*INSTRUCTIONS TO FOLLOW*: Please return the lines below verbatim, beginning at the one that has "box: [13, 129, 17, 148]" and stopping after the one that has "positive clicks: (102, 366)", and add no other lines.
[[ RECORD EXTRACTS open ]]
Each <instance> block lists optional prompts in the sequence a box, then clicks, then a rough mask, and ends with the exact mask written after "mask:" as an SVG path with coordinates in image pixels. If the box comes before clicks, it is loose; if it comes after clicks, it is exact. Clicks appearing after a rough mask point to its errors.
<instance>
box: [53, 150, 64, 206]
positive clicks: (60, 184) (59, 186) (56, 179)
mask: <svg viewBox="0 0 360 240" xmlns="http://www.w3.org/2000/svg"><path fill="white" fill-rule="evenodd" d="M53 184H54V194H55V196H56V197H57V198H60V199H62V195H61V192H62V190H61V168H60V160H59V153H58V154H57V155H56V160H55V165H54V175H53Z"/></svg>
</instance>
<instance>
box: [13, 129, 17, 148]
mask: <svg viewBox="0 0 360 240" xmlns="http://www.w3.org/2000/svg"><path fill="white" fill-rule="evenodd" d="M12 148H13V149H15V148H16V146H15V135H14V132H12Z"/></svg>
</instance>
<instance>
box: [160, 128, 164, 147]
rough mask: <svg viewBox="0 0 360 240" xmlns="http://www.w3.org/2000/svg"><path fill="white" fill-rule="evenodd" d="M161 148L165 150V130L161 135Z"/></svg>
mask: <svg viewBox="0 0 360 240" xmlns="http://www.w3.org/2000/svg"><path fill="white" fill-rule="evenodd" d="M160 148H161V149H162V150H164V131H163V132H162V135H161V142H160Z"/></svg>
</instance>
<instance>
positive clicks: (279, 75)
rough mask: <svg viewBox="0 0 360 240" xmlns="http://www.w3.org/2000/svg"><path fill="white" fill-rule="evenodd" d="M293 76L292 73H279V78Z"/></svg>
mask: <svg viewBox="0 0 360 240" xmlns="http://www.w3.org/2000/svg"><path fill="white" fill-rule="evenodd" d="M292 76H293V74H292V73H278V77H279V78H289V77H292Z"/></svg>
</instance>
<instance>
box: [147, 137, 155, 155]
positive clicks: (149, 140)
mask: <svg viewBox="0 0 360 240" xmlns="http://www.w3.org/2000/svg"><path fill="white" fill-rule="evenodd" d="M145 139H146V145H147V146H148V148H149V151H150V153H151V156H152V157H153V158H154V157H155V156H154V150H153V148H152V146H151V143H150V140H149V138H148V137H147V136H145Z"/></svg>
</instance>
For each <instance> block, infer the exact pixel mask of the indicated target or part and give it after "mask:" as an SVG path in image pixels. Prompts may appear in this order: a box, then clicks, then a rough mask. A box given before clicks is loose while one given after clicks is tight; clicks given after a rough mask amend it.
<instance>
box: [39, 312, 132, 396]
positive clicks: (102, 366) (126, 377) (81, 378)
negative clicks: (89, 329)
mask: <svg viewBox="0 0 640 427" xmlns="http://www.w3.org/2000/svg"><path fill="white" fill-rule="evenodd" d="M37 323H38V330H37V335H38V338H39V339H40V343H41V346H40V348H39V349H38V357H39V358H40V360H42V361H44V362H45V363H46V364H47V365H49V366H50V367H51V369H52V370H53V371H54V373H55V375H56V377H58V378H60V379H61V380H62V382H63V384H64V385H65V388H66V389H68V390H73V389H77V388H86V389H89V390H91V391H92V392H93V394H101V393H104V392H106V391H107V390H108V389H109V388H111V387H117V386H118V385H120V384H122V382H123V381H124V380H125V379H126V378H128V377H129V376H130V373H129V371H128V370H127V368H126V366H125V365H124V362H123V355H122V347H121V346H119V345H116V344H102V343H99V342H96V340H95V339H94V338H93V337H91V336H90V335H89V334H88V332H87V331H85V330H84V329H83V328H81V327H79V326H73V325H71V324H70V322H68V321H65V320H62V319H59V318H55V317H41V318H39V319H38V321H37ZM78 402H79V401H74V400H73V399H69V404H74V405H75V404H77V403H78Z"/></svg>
[[ RECORD EXTRACTS closed ]]
*EXERCISE SOLUTION*:
box: [13, 129, 17, 148]
mask: <svg viewBox="0 0 360 240" xmlns="http://www.w3.org/2000/svg"><path fill="white" fill-rule="evenodd" d="M12 148H13V149H15V148H16V146H15V135H14V132H12Z"/></svg>
</instance>
<instance>
box: [160, 128, 164, 147]
rough mask: <svg viewBox="0 0 360 240" xmlns="http://www.w3.org/2000/svg"><path fill="white" fill-rule="evenodd" d="M161 148L165 150V130L161 135Z"/></svg>
mask: <svg viewBox="0 0 360 240" xmlns="http://www.w3.org/2000/svg"><path fill="white" fill-rule="evenodd" d="M160 148H161V149H162V150H164V131H163V132H162V135H161V142H160Z"/></svg>
</instance>
<instance>
positive clicks: (279, 75)
rough mask: <svg viewBox="0 0 360 240" xmlns="http://www.w3.org/2000/svg"><path fill="white" fill-rule="evenodd" d="M293 76L292 73H279V78Z"/></svg>
mask: <svg viewBox="0 0 360 240" xmlns="http://www.w3.org/2000/svg"><path fill="white" fill-rule="evenodd" d="M292 76H293V74H292V73H278V77H279V78H289V77H292Z"/></svg>
</instance>
<instance>
box: [147, 137, 155, 155]
positive clicks: (149, 140)
mask: <svg viewBox="0 0 360 240" xmlns="http://www.w3.org/2000/svg"><path fill="white" fill-rule="evenodd" d="M145 139H146V145H147V146H148V148H149V151H150V153H151V156H152V157H153V158H154V157H155V156H154V150H153V148H152V146H151V143H150V140H149V138H148V137H147V136H145Z"/></svg>
</instance>
For each <instance> block, infer the exact pixel mask of the indicated target or part and give it after "mask:" as an SVG path in image pixels. Prompts may appear in this order: a box, then clicks, then a rough mask. A box given before clicks is loose while one given after clicks is tight; clicks given after a rough mask amend it.
<instance>
box: [39, 312, 132, 396]
positive clicks: (102, 366) (126, 377) (81, 378)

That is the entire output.